Exercise tasks
- 1) Transcribe the passage of the complement system text starting at "Component C3 (C3)" and ending at "an amplification loop.".
- 2) In the complement system text, which two proteins regulate the alternative pathway in the fluid phase?

Selected text
The complement system comprises an integrated network of proteins that forms part of the innate immune system. The three complement activation pathways (classical, lectin and alternative) activate C3 and generate C3b, feed into the amplification loop before activating the terminal pathway.
The complement system discriminates between foreign and host surfaces via proteins that are critical to complement activation and complement regulation.
Component C3 (C3) and Factor B play an important role in complement activation. Activated C3 in the form of C3b binds FB to form the C3 convertase of the alternative pathway (C3bBb). This cleaves more C3 into C3b to complete an amplification loop.
Regulators of C3bBb are present on the surface of host cells and in the fluid phase. Complement Factor H (FH) and complement Factor I (FI) regulate the alternative pathway in the fluid phase. membrane-bound regulators include membrane co-factor protein (CD46, MCP) decay accelerating factor (DAF, CD55) and complement receptor 1 (CR1, CD35).

Dataset
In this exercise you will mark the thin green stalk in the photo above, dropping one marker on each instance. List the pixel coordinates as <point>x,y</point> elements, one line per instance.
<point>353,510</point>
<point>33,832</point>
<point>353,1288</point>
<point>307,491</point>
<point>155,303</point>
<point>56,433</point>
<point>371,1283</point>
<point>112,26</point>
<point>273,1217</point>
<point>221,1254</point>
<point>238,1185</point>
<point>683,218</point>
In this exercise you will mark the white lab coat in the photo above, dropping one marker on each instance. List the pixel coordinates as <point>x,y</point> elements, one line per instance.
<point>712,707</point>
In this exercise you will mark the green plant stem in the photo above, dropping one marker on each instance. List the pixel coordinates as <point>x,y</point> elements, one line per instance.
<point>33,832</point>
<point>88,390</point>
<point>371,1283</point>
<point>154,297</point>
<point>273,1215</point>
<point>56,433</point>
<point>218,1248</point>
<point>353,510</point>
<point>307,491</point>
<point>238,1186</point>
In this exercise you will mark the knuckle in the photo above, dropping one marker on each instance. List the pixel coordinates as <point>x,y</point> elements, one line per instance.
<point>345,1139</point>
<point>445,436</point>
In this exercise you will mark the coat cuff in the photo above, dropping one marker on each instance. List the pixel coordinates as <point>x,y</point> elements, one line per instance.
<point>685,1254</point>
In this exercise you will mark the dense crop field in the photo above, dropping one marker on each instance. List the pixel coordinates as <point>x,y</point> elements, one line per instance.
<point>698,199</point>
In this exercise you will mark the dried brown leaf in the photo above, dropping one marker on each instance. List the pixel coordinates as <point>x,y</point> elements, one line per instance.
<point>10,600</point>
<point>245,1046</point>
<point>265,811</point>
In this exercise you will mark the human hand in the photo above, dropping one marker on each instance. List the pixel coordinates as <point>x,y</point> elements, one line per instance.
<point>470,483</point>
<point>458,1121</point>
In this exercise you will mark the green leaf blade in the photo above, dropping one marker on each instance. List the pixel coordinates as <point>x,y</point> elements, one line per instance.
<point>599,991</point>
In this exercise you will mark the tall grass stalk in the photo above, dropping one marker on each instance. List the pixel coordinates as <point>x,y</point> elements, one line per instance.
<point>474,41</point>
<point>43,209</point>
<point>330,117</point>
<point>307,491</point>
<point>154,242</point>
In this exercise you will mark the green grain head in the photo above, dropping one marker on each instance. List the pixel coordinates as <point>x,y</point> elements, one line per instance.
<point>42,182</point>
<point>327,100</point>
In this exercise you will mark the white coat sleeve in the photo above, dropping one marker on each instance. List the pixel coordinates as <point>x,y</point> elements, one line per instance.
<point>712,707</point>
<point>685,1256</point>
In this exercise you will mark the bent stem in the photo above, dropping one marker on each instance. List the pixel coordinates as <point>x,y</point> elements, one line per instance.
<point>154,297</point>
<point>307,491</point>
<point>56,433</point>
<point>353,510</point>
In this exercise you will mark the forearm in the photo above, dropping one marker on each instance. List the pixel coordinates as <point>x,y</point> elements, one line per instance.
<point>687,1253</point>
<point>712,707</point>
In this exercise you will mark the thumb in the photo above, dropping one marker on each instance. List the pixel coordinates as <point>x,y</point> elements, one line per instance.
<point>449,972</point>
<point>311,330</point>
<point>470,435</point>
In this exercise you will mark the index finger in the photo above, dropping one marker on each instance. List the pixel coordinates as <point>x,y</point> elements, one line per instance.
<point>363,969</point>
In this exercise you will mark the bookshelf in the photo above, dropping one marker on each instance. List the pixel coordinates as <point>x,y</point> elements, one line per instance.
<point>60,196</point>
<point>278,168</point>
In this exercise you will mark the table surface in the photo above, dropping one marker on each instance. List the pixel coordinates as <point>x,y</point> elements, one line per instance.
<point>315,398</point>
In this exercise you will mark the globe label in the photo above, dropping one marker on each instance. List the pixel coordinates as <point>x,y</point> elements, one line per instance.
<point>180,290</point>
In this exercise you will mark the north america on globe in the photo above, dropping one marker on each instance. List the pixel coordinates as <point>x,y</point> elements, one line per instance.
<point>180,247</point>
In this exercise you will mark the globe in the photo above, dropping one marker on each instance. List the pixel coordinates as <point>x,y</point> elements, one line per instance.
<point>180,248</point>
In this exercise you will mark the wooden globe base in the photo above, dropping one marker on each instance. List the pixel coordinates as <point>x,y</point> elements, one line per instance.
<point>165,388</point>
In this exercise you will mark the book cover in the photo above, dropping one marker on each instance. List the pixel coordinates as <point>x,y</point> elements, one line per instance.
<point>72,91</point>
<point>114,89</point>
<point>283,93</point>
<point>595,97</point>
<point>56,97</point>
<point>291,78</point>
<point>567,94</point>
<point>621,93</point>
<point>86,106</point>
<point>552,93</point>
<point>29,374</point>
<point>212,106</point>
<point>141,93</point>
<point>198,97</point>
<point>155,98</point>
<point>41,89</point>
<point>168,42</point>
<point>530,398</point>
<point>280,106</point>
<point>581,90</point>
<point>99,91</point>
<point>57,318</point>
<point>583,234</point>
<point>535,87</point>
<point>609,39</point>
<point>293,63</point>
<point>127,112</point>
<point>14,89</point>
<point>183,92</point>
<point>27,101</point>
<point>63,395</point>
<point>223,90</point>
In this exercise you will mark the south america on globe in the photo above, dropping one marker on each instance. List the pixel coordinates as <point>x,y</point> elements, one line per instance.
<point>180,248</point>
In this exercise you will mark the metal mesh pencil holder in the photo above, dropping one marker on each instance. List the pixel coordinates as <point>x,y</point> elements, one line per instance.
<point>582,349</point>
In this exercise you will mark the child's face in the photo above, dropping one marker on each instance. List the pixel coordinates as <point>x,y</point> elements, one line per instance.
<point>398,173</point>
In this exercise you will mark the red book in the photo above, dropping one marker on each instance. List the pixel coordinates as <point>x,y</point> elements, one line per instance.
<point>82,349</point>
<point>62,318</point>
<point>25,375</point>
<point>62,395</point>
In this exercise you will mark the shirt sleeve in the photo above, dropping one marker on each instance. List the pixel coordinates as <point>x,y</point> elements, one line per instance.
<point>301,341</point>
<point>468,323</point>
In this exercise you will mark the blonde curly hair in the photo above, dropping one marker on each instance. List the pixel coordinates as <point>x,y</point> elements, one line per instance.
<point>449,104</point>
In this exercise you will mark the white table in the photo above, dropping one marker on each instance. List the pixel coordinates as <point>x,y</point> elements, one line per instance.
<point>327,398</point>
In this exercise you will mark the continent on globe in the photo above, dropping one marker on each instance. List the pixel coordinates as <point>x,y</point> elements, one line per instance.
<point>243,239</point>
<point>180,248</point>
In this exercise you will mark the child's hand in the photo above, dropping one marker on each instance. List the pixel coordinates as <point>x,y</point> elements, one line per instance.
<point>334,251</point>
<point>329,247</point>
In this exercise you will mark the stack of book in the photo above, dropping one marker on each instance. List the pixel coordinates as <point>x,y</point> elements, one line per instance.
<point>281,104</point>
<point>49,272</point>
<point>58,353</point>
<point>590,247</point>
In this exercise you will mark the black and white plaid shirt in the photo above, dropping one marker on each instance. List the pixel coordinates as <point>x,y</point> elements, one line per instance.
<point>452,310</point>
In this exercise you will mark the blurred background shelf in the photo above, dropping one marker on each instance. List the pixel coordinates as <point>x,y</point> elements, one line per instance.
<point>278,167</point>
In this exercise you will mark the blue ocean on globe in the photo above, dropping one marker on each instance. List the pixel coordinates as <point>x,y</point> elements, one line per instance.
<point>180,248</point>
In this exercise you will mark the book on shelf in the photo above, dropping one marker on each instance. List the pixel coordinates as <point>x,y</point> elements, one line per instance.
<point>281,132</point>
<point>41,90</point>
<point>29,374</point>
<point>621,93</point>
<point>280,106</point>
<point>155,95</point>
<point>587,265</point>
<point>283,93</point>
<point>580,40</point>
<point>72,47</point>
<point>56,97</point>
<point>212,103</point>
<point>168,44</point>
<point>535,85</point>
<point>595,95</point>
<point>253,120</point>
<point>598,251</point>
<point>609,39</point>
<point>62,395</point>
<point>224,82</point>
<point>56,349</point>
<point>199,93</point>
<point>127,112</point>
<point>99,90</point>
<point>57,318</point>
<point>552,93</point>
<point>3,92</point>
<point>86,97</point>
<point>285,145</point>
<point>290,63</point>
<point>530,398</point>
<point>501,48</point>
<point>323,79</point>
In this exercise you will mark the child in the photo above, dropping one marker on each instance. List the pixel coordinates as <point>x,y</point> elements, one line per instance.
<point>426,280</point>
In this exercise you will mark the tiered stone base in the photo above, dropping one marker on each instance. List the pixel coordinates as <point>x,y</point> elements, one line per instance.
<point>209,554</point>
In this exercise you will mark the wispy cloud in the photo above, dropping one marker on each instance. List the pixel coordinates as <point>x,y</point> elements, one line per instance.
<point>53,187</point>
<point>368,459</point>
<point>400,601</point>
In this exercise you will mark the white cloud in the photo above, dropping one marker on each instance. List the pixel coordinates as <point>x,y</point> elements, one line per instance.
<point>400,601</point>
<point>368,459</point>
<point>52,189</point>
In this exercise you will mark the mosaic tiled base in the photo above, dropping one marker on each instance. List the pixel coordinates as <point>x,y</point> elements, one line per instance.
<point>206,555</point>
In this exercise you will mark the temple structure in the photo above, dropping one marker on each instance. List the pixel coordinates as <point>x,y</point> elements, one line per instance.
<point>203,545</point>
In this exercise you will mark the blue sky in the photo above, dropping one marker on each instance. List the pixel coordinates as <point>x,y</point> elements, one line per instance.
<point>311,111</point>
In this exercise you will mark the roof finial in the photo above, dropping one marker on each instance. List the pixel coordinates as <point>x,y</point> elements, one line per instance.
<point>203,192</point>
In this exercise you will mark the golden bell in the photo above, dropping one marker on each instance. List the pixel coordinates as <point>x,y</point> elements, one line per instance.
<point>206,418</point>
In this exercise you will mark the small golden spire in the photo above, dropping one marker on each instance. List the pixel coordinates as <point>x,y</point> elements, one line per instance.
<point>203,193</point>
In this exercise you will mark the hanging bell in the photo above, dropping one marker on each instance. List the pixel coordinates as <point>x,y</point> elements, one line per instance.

Answers for the tasks
- 1)
Component C3 (C3) and Factor B play an important role in complement activation. Activated C3 in the form of C3b binds FB to form the C3 convertase of the alternative pathway (C3bBb). This cleaves more C3 into C3b to complete an amplification loop.

- 2) Complement Factor H (FH) and complement Factor I (FI).